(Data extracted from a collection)
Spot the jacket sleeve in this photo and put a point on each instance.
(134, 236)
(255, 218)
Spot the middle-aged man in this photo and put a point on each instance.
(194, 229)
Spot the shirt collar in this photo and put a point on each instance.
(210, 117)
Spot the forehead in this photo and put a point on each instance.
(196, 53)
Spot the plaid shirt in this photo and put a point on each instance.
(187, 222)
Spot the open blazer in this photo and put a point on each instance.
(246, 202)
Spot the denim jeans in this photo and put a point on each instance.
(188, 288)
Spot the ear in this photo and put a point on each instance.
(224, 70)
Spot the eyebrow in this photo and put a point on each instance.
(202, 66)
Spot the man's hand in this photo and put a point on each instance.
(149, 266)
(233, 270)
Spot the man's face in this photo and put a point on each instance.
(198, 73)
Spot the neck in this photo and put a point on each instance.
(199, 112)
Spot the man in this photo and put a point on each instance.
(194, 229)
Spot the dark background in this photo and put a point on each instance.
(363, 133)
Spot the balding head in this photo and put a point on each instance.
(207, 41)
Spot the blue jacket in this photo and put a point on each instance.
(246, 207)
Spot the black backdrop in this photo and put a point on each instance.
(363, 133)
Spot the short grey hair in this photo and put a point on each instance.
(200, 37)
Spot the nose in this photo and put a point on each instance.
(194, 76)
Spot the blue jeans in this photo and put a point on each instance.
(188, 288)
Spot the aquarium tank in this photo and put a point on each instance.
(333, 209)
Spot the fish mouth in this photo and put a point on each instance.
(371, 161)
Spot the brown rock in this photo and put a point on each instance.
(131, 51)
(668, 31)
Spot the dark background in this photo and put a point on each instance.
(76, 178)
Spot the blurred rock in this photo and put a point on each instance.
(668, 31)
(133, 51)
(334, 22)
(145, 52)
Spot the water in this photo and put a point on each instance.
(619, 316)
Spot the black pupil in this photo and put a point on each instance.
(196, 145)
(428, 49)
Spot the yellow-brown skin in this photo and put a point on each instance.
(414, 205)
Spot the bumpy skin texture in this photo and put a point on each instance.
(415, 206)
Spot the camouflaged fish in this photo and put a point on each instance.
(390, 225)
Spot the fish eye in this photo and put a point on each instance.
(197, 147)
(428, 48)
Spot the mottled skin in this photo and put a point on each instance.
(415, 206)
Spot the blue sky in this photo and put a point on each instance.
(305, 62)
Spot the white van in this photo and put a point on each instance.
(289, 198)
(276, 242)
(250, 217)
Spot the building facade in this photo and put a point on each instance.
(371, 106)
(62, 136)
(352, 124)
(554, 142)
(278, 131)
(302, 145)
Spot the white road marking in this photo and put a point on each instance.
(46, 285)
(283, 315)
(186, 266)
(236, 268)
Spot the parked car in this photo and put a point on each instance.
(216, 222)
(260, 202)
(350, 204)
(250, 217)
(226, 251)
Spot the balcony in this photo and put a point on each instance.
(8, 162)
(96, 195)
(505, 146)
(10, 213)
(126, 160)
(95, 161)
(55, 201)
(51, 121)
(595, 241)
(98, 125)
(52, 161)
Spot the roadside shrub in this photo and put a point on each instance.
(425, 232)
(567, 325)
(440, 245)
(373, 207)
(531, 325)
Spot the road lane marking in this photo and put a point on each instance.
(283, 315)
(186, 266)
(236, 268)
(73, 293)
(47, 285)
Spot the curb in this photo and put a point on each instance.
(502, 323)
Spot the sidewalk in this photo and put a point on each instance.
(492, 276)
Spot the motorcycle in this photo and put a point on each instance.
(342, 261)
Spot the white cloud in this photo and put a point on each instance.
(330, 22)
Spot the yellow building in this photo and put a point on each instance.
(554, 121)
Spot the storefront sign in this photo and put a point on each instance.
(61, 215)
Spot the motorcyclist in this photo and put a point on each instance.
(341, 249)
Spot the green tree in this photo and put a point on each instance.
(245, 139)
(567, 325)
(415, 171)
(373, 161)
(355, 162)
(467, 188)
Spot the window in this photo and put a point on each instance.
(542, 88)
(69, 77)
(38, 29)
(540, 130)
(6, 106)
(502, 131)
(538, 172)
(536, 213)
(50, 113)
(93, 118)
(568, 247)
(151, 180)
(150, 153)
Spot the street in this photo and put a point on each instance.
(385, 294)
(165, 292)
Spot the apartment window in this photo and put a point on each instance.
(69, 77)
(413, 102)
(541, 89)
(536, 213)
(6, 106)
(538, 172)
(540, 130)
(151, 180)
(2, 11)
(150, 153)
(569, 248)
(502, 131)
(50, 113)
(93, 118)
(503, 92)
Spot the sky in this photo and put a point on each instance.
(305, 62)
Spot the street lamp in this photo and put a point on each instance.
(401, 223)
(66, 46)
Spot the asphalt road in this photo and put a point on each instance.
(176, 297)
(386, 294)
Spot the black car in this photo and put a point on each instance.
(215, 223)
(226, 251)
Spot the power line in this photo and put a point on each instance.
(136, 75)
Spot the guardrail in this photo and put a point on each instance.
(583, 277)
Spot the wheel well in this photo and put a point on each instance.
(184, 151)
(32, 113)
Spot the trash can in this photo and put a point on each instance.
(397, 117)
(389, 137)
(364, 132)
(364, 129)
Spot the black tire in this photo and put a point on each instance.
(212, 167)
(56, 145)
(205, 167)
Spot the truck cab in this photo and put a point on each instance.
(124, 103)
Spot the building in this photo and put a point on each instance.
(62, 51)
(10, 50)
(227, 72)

## [Directions for this task]
Reproduce every one of the lines above word for word, from the first item to the last.

## [Response]
Spot the jacket sleeve in this photo and put a point on each instance.
(134, 236)
(255, 218)
Spot the middle-aged man in this photo and put a point on each instance.
(194, 229)
Spot the shirt collar in this photo and put a point on each instance.
(210, 117)
Spot the forehead in this photo and put a point on each instance.
(196, 53)
Spot the plaid shirt in this photo and put a point on each instance.
(187, 222)
Spot the open blazer in this photo and put a point on each instance.
(246, 202)
Spot the denim jeans in this photo and put a point on each instance.
(188, 288)
Spot the ear in this photo and put a point on each instance.
(224, 70)
Spot the eyebrow in this photo and put a point on each instance.
(202, 66)
Spot the man's hand in this photo and put a point on each instance.
(149, 266)
(233, 270)
Spot the man's face in this photo and put a point on each instance.
(198, 73)
Spot the neck in this photo and put a point on each instance.
(199, 112)
Spot the man in this photo and put a point on each instance.
(194, 229)
Spot the dark background in this photo and put a point on each instance.
(363, 133)
Spot the balding head in this photo and put a point on each instance.
(207, 41)
Spot the blue jacket in this photo and put a point on each instance.
(246, 207)
Spot the black backdrop in this photo and put a point on each instance.
(363, 133)
Spot the short grey hair in this photo and put a point on each instance.
(200, 37)
Spot the nose in this photo and put a point on each instance.
(194, 76)
Spot the blue jeans in this photo and put a point on each instance.
(188, 288)
Spot the aquarium tank in this photo and put a point on each instance.
(333, 209)
Spot the fish mouth in this photo and put a point on each instance.
(371, 161)
Spot the brown rock in this photo and put a point on each instance.
(131, 51)
(668, 31)
Spot the dark background in this photo and put a point on each instance.
(76, 178)
Spot the blurred rock in this photo and put a point on each instance.
(668, 31)
(133, 51)
(334, 22)
(145, 52)
Spot the water in this photo and put a point on each instance.
(619, 316)
Spot the black pupil in this photo and put a point on each instance.
(196, 145)
(428, 49)
Spot the yellow-brown skin in this photo and put a point on each instance.
(414, 205)
Spot the bumpy skin texture in this photo and put a point on each instance.
(415, 206)
Spot the camouflaged fish in this photo and put a point on each instance.
(390, 225)
Spot the fish eye in this photo and put a point on each instance.
(197, 147)
(428, 48)
Spot the mottled skin in this photo and put a point on each instance.
(415, 206)
Spot the blue sky in this photo and put a point on each instance.
(305, 62)
Spot the white van in this photo and put a point on each instance.
(289, 198)
(276, 242)
(250, 217)
Spot the building facade in this photo and put a point on each instance.
(371, 106)
(62, 136)
(352, 124)
(554, 142)
(278, 131)
(302, 145)
Spot the white road marking in this photo and put a point on each instance.
(46, 285)
(283, 315)
(186, 266)
(236, 268)
Spot the parked car in this photo and put a point on each instance.
(216, 222)
(260, 202)
(350, 204)
(250, 217)
(226, 251)
Spot the balcony in this photo and put a point on each instance.
(8, 162)
(96, 195)
(505, 146)
(10, 213)
(126, 160)
(95, 161)
(55, 201)
(51, 121)
(595, 241)
(98, 125)
(52, 161)
Spot the roadside shrub in this photo and put a point on each instance.
(425, 232)
(567, 325)
(440, 245)
(373, 207)
(531, 325)
Spot the road lane marking in this photo and put a point on each instance.
(283, 315)
(186, 266)
(236, 268)
(73, 293)
(47, 285)
Spot the curb in this photo and put a point on each instance.
(502, 323)
Spot the sidewalk in this photo and put a point on each instance.
(492, 276)
Spot the motorcycle in this photo and put a point on each instance.
(342, 261)
Spot the white cloud in this photo and put a point on each instance.
(330, 22)
Spot the yellow building in this photo and put a point on each instance.
(554, 121)
Spot the storefront sign in this photo and put a point on each instance.
(61, 215)
Spot the motorcyclist in this photo and put a point on each instance.
(341, 249)
Spot the green tree in this photo and put a point on each instance.
(245, 139)
(567, 325)
(415, 171)
(373, 161)
(355, 162)
(467, 188)
Spot the window in this photo and put a point on each instance.
(542, 88)
(69, 77)
(38, 29)
(540, 130)
(6, 106)
(502, 131)
(538, 172)
(536, 213)
(50, 113)
(93, 118)
(568, 247)
(151, 180)
(150, 153)
Spot the street in this photo and put a point on each instance.
(385, 294)
(165, 292)
Spot the apartment window in this photo and put a point on each instance.
(69, 77)
(413, 102)
(541, 89)
(536, 213)
(6, 106)
(538, 172)
(540, 130)
(151, 180)
(2, 11)
(150, 153)
(569, 248)
(502, 131)
(50, 113)
(93, 118)
(503, 92)
Spot the sky in this photo and put a point on each instance.
(305, 62)
Spot the street lamp in this photo and put a point on each instance.
(401, 223)
(66, 46)
Spot the asphalt road in this photo and put a point on each instance.
(176, 297)
(386, 294)
Spot the black car in this photo and put a point on each instance.
(215, 223)
(226, 251)
Spot the power line in this photo and put a point on each instance.
(136, 75)
Spot the guardrail in this photo and put a point on each instance.
(583, 277)
Spot the wheel well in this photo and put a point on each instance.
(184, 151)
(32, 113)
Spot the trash can in this photo and put a point on each instance.
(397, 117)
(389, 137)
(364, 132)
(364, 129)
Spot the black tire in this photo and put a point on each instance.
(212, 167)
(56, 145)
(205, 167)
Spot the truck cab in this photo and put a point on each instance.
(124, 103)
Spot the building in this photo and put a point on each instance.
(62, 51)
(10, 50)
(227, 72)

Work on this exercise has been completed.